#### Exercise data:
○ ○ ○ ○

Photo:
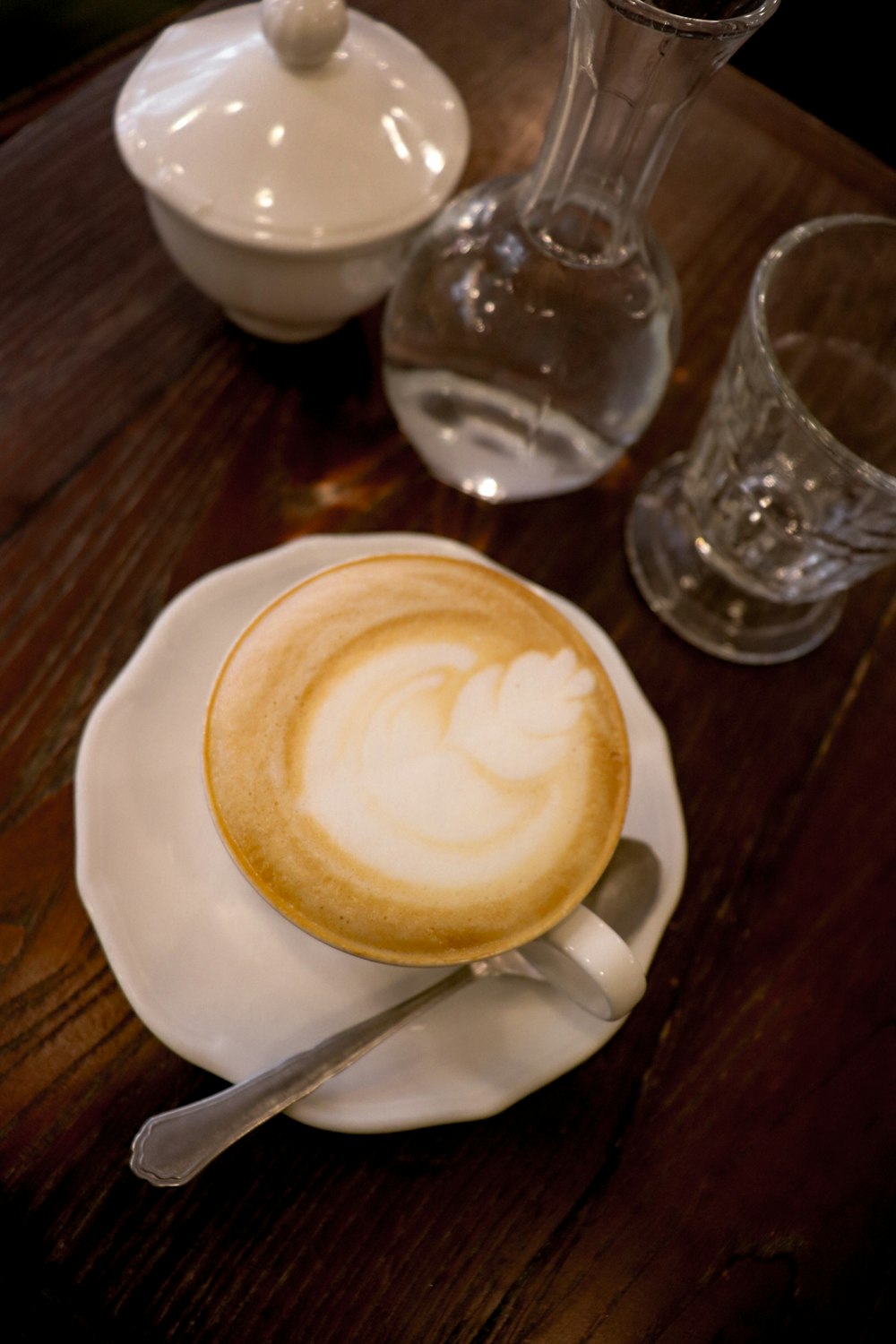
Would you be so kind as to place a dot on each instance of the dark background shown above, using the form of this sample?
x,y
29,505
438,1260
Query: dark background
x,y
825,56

○ ○ ○ ○

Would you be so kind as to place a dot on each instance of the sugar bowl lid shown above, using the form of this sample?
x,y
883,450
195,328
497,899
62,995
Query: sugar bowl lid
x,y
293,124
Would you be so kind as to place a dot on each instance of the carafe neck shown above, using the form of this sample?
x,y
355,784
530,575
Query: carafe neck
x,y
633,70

○ ○ ○ ○

#### Aim:
Count the lines in the entries above that contain the string "background", matching case exactly, and give only the number.

#### Output of the task:
2